Point annotation material:

┄┄┄┄┄┄

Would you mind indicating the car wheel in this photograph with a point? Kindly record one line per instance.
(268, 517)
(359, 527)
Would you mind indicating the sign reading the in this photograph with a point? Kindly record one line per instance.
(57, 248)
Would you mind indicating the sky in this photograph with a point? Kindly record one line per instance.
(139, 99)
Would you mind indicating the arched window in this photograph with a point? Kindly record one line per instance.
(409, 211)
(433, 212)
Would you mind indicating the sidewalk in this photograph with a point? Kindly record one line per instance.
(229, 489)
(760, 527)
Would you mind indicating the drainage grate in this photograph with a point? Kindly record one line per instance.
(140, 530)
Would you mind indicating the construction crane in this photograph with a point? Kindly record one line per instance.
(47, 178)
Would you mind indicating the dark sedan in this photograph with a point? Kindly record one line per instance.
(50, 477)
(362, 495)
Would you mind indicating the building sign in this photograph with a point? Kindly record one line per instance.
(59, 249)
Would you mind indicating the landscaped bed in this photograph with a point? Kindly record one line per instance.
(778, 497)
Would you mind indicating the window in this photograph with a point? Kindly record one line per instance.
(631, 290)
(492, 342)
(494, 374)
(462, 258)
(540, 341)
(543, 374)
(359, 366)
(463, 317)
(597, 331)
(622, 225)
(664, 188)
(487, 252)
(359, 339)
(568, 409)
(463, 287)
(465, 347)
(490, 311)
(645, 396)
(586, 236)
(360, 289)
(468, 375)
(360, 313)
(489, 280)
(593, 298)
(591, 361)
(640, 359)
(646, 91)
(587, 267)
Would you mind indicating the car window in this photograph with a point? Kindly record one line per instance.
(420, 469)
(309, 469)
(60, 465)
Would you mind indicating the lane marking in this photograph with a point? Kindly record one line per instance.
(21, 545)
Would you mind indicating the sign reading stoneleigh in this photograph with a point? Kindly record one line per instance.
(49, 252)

┄┄┄┄┄┄

* Work to complete
Reproduce the material verbatim, starting from the line containing "Would you mind indicating the window" and continuing through its final line, both ends included.

* Worked solution
Would you mind indicating the window in this photograph with a point? Kindly record one line per instance.
(631, 290)
(492, 342)
(494, 374)
(462, 258)
(540, 341)
(543, 374)
(359, 366)
(463, 317)
(597, 331)
(622, 225)
(664, 188)
(487, 252)
(359, 339)
(568, 409)
(463, 287)
(465, 347)
(490, 311)
(645, 396)
(586, 236)
(360, 289)
(468, 375)
(360, 313)
(489, 280)
(593, 298)
(591, 361)
(640, 359)
(646, 91)
(587, 267)
Would you mind indicating the car window in this photograph with a point? Kindly record one line per instance.
(420, 469)
(309, 469)
(60, 465)
Would you mind indicating the lane marking in this photograph with a point? Kindly record one line per instance.
(21, 545)
Would you mind indicating the sign reading stoneleigh in this photograph with a point? Kindly record one line per instance.
(49, 252)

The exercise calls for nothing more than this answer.